Task item A: Write out the stretch of the book conversation from "M: I read that" through "Fidelio re-shelved it.", word for word.

Provided text:
Z: I managed to get through The Devil's Cloth: A History of Stripes weekend before last. It was pretty entertaining, although I had a little trouble making the connection between Stripes and Checks BAD in the Middle Ages and Stripes and Checks TOTALLY COOL in the modern world.
M: I read that one a while ago, and had the same problem; Let's face it, the concept Stripes = EVAL is not we're going to be able to get behind; we're cats, we don't do self-loathing.
J: True dat.
Z: What did you think of it otherwise?
M: The bit about striped toothpaste was amusing, but I thought the syntax of the translation was lame like a lame thing.
Z: So it wasn't just me, there.
M: The fact that the original language might do some odd things with grammar and syntax is no excuse to drag them over into a language where they just go clunk, clunk like a flat tire. Also, I think the translator should have adapted the heraldic section to English heraldic terms. Much easier for the non-expert that way.
Z: Good thought.
M: I finally managed to finish up Peasant Fires, just before Fidelio re-shelved it.
Z: Slow going?
M: Yes, but I thought it was worth it. It was an exercise in both history and how history gets written, sort of. I really liked this bit where the author explains what he's doing by picking the subject he has:
(quotes) "What I am about to tell is Hans' story, but it is also how we think about Hans and his story, how we make sense of the historical forces that shaped and molded his existence. I have used the story of Hans Behem, the Drummer of Niklashausen, to expose some of the great historical forces, both material and mental, that shaped much of Germany on the eve of the Reformation. The young shepherd boy appears to me as a roughly cut jewel on which a beam of light is concentrated; its irregular facets break up the light to illuminate the surrounding darkness in beautiful and unexpected ways."
J: Nice! But what's it about?
M: An outbreak of religious hysteria in fifteenth-century Germany.
J: Um.
M: It was pretty good; the pacing was nice and when the author pulled a fancy trick; he stopped and explained how he did it and why he thought it was OK to do it.
J: Simon Winchester rides again!
M: No, this was loads better than Winchester. There's none of that flabby, self-indulgent I-am-a-British-man-of-letters-so-if-I-write-about-it-it-must-be-worth-reading BS in there, that gets used to justify everything from childhood reminiscences to stories about old love affairs of the author's to his opinions on foreign food and the World Bank and IMF. For example, he used speeches presumably made by Hans Behem--but then he'd explain they were only reconstructions, and what he used to reconstruct them with, and how and why he felt they were good approximations. And the language was excellent. (Here Minerva writhed about on the floor in bliss, exposing the spots on her stomach for all to view.)
Z: It's over in that little shelf by the window, right?
M: I think so.
Z: Well, maybe I'll look into it later on.
J: It's there, near Thomas Cahill's Sailing the Wine-dark Sea, which wasn't bad, for popularizations of the ancient Greeks. If you like that sort of thing.
Z: So, do you?
J: Sometimes. But I bet Cahill is sorry now for quoting Victor Davis Hanson as if he was a respectable scholar and critic.
Z: Hmph! The man grows grapes for raisins--surely that should be a tip-off.
J: Anyway, Fidelio just got a copy of Peter Green's history of the Hellenistic era and since his book on the Persian invasion of Greece seriously rocked, I thought I'd look into that. I tried to check out
Stringwoman's copy of Moda di Firenzi, but she tossed me out of her room.
Z: Let me know how it goes--this book on the Normans isn't all that long, and the cookbooks make me hungry.

Task item B: Pick out every line of the records that contains the string "coordinates", matching case.

Information:
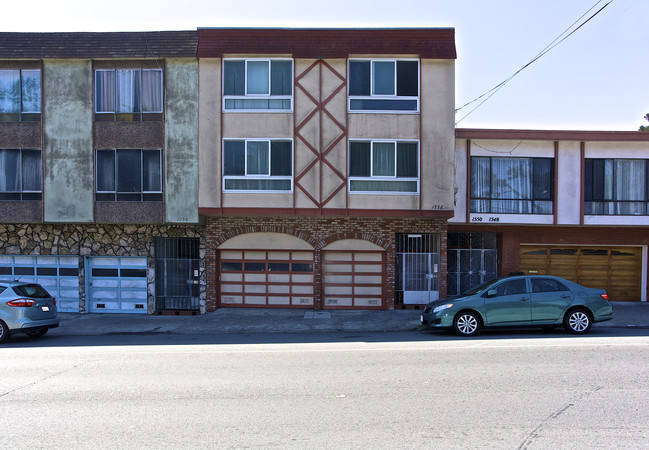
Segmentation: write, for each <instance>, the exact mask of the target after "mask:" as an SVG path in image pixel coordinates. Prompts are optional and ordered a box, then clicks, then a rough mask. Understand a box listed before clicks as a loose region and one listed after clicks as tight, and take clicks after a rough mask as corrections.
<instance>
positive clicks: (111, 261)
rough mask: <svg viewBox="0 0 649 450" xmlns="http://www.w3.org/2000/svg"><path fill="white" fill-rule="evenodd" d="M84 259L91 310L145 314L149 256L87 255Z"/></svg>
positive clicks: (86, 298)
mask: <svg viewBox="0 0 649 450" xmlns="http://www.w3.org/2000/svg"><path fill="white" fill-rule="evenodd" d="M84 261H85V273H86V304H87V309H88V312H91V313H131V314H146V312H147V276H146V268H147V264H146V257H131V256H121V257H118V256H86V257H85V260H84Z"/></svg>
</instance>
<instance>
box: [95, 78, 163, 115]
mask: <svg viewBox="0 0 649 450" xmlns="http://www.w3.org/2000/svg"><path fill="white" fill-rule="evenodd" d="M162 95H163V94H162V70H160V69H115V70H112V69H111V70H104V69H100V70H96V71H95V112H96V113H97V115H96V116H95V117H96V119H97V120H103V119H104V118H105V117H106V116H108V117H109V119H110V120H114V119H115V117H117V116H118V115H121V116H120V120H125V119H126V118H130V119H131V120H151V117H152V116H155V117H161V116H160V115H161V114H162V109H163V108H162Z"/></svg>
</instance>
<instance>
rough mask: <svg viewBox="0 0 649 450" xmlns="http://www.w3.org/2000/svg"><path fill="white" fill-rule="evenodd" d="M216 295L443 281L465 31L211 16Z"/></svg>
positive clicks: (201, 201)
mask: <svg viewBox="0 0 649 450" xmlns="http://www.w3.org/2000/svg"><path fill="white" fill-rule="evenodd" d="M198 34H199V47H198V58H199V77H200V82H199V86H200V93H199V99H200V107H199V117H200V126H199V139H200V143H199V154H200V156H199V158H200V165H199V186H200V190H199V213H200V214H201V216H204V217H205V224H206V234H207V239H206V246H207V249H206V252H207V258H206V265H207V285H208V309H214V308H217V307H224V306H228V307H234V306H236V307H291V308H316V309H389V308H394V307H401V306H402V305H406V304H422V303H426V302H427V301H428V300H429V299H433V298H437V297H438V296H440V295H444V294H445V285H444V281H445V278H444V277H443V276H442V274H443V273H444V272H445V259H446V251H445V249H446V221H447V219H448V218H449V217H451V215H452V211H453V184H454V180H453V174H454V169H453V163H454V161H453V152H454V77H455V75H454V73H455V72H454V65H455V58H456V52H455V41H454V30H453V29H354V30H352V29H199V30H198Z"/></svg>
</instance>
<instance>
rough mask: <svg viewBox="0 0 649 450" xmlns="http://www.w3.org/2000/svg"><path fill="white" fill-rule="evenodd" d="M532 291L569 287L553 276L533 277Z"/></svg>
mask: <svg viewBox="0 0 649 450" xmlns="http://www.w3.org/2000/svg"><path fill="white" fill-rule="evenodd" d="M530 281H532V292H557V291H568V290H569V289H568V288H567V287H566V286H565V285H564V284H563V283H560V282H558V281H557V280H553V279H551V278H532V279H531V280H530Z"/></svg>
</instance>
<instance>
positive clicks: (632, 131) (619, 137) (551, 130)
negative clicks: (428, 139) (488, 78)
mask: <svg viewBox="0 0 649 450" xmlns="http://www.w3.org/2000/svg"><path fill="white" fill-rule="evenodd" d="M455 137H456V138H457V139H518V140H544V141H545V140H550V141H626V142H648V141H649V133H646V132H642V131H569V130H506V129H503V130H497V129H480V128H457V129H456V130H455Z"/></svg>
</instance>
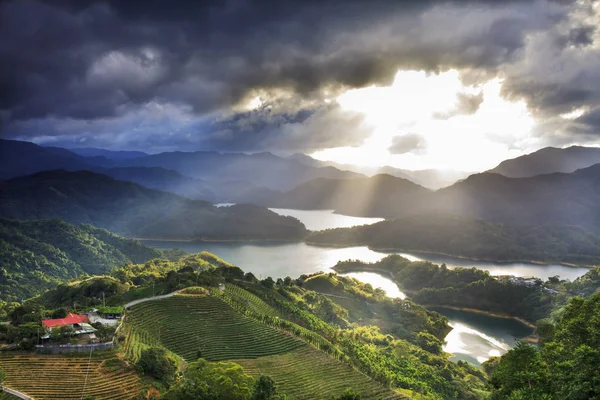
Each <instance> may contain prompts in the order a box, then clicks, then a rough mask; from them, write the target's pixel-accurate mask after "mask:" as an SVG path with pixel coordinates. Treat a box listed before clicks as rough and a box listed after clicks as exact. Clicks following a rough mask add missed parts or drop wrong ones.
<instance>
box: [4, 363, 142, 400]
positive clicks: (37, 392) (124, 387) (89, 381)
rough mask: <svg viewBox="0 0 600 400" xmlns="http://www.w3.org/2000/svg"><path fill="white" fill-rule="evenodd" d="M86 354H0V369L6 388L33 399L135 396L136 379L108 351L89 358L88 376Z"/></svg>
mask: <svg viewBox="0 0 600 400" xmlns="http://www.w3.org/2000/svg"><path fill="white" fill-rule="evenodd" d="M88 358H89V355H88V354H77V355H69V356H63V355H40V354H31V353H6V354H2V353H0V367H2V368H3V369H4V370H5V371H6V375H7V379H6V386H9V387H11V388H13V389H15V390H19V391H21V392H23V393H25V394H27V395H29V396H32V397H34V398H35V399H36V400H55V399H56V400H64V399H80V398H82V393H84V392H83V389H84V384H85V381H86V375H88V376H87V384H85V396H94V397H96V398H98V399H103V400H125V399H131V398H133V397H134V396H135V395H137V394H138V393H139V390H140V379H139V377H138V375H137V374H136V372H135V370H134V369H133V368H130V367H126V366H124V365H122V364H121V362H120V361H119V360H118V359H117V358H116V357H115V356H114V353H112V352H102V353H99V354H98V355H94V356H92V359H91V363H90V364H89V365H90V368H89V373H88Z"/></svg>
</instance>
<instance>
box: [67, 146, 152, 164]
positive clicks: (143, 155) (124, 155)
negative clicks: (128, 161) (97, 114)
mask: <svg viewBox="0 0 600 400" xmlns="http://www.w3.org/2000/svg"><path fill="white" fill-rule="evenodd" d="M68 150H69V151H71V152H73V153H75V154H79V155H80V156H84V157H105V158H107V159H109V160H117V161H118V160H128V159H131V158H137V157H144V156H147V155H148V153H144V152H143V151H125V150H119V151H114V150H106V149H98V148H95V147H76V148H70V149H68Z"/></svg>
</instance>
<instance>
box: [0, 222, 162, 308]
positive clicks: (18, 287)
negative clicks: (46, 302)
mask: <svg viewBox="0 0 600 400" xmlns="http://www.w3.org/2000/svg"><path fill="white" fill-rule="evenodd" d="M161 254H162V253H161V252H160V251H158V250H155V249H152V248H150V247H146V246H144V245H142V244H140V243H139V242H138V241H135V240H131V239H124V238H121V237H119V236H117V235H114V234H112V233H110V232H108V231H106V230H104V229H99V228H95V227H93V226H91V225H78V226H75V225H71V224H68V223H66V222H64V221H61V220H56V219H55V220H47V221H16V220H9V219H4V218H0V300H11V301H15V300H20V299H22V298H27V297H31V296H33V295H35V294H37V293H40V292H41V291H43V290H45V289H48V288H50V287H53V286H55V285H56V284H57V283H60V282H63V281H65V280H69V279H72V278H75V277H77V276H79V275H81V274H83V273H87V274H92V275H93V274H103V273H106V272H108V271H110V270H111V269H112V268H115V267H118V266H120V265H123V264H124V263H127V262H129V261H130V262H134V263H140V262H145V261H147V260H149V259H152V258H156V257H160V256H161Z"/></svg>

Answer area A:
M: I read that one a while ago, and had the same problem; Let's face it, the concept Stripes = EVAL is not we're going to be able to get behind; we're cats, we don't do self-loathing.
J: True dat.
Z: What did you think of it otherwise?
M: The bit about striped toothpaste was amusing, but I thought the syntax of the translation was lame like a lame thing.
Z: So it wasn't just me, there.
M: The fact that the original language might do some odd things with grammar and syntax is no excuse to drag them over into a language where they just go clunk, clunk like a flat tire. Also, I think the translator should have adapted the heraldic section to English heraldic terms. Much easier for the non-expert that way.
Z: Good thought.
M: I finally managed to finish up Peasant Fires, just before Fidelio re-shelved it.

Answer area B:
Segmentation: write, for each <instance>, the exact mask of the target after "mask:" as an SVG path in image pixel coordinates. Prompts are optional and ordered a box, then clicks, then a rough mask. Understand a box listed before clicks as a loose region and one listed after clicks as tight, and take clicks after a rough mask as corrections.
Each <instance> may contain prompts in the order a box, then clicks, then a rough mask; from them, write the target's pixel-accurate mask after "mask:" as an SVG path with pixel coordinates. Treat a box listed before clicks as rough and a box listed after clicks as exact. Clicks following a rough mask add missed parts or drop wrong ones.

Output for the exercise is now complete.